----- Extracted entries -----

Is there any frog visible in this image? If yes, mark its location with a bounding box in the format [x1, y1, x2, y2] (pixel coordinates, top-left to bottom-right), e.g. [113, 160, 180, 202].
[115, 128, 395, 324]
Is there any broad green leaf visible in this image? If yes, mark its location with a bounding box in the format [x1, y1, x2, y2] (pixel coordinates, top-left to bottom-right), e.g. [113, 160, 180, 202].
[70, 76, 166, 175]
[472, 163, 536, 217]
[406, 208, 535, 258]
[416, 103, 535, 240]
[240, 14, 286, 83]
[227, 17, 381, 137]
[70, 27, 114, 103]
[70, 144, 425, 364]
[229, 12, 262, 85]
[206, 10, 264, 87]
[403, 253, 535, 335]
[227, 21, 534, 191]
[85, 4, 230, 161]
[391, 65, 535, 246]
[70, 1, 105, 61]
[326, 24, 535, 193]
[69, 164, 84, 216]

-----
----- Extracted entries -----

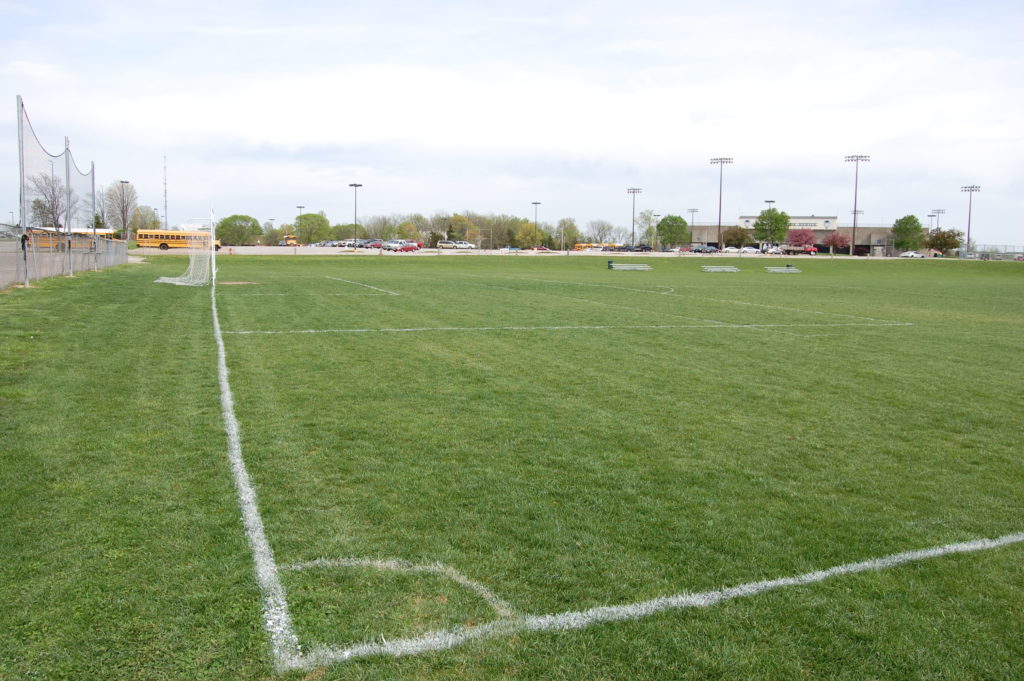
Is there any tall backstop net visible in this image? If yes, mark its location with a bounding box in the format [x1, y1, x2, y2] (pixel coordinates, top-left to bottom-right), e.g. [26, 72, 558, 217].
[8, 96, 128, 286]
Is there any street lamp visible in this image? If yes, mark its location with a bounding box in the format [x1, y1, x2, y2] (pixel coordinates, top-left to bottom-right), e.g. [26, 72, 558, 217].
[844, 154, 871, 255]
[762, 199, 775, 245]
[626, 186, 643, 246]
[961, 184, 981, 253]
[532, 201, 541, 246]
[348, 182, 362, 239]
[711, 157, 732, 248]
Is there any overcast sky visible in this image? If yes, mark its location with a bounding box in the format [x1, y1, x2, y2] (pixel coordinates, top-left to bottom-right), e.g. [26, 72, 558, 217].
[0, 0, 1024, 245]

-----
----- Extracted entries -----

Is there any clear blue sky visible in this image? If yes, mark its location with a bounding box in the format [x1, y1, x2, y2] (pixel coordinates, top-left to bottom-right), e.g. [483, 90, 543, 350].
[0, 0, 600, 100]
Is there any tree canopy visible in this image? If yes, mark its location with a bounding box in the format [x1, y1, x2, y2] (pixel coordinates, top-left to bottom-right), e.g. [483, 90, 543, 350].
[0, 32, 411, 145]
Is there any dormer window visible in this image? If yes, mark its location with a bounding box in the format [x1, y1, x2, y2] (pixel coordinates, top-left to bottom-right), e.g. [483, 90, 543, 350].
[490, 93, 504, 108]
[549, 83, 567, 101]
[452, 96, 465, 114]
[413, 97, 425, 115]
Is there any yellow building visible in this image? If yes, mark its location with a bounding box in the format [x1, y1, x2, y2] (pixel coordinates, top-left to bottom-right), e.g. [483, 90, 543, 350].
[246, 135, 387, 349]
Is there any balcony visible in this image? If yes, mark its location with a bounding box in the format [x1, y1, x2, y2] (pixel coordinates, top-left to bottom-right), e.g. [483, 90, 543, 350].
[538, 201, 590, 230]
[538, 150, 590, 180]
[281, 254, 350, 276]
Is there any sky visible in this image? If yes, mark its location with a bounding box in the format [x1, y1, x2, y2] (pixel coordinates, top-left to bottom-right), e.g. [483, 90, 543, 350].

-----

**Goal**. Render everything from the line containing "Is there any dormer" down to the line containing "Is there any sky", both included, as a Markdown table with a "Row" column for numbering and a "Line" column, leaving out any blank lines.

**Output for this exercise**.
| Row | Line |
|---|---|
| 1 | Is there any dormer window visible in this image? If yes, mark its location with a bounding box in the format [x1, y1, x2, y2] (pixel coordinates, top-left to bottom-right), e.g. [483, 90, 543, 350]. |
| 2 | [490, 93, 504, 108] |
| 3 | [549, 83, 567, 101] |
| 4 | [452, 96, 465, 114] |
| 5 | [413, 97, 425, 115] |
| 6 | Is there any yellow building visible in this image? If yes, mark its location with a bounding box in the format [x1, y1, x2, y2] (pixel coordinates, top-left to bottom-right), e.g. [483, 90, 543, 350]. |
| 7 | [246, 135, 387, 349] |
| 8 | Is there any balcony visible in this image? If yes, mark its location with a bounding box in the format [x1, y1, x2, y2] (pixel coordinates, top-left to bottom-right), e.g. [483, 90, 543, 350]. |
| 9 | [538, 201, 590, 230] |
| 10 | [538, 150, 590, 180] |
| 11 | [281, 254, 350, 276] |
| 12 | Is there any sky visible in this image? If yes, mark its location with a bounding box in the format [x1, y1, x2, y2] (pixel coordinates, top-left to bottom-right), e.g. [483, 90, 543, 350]. |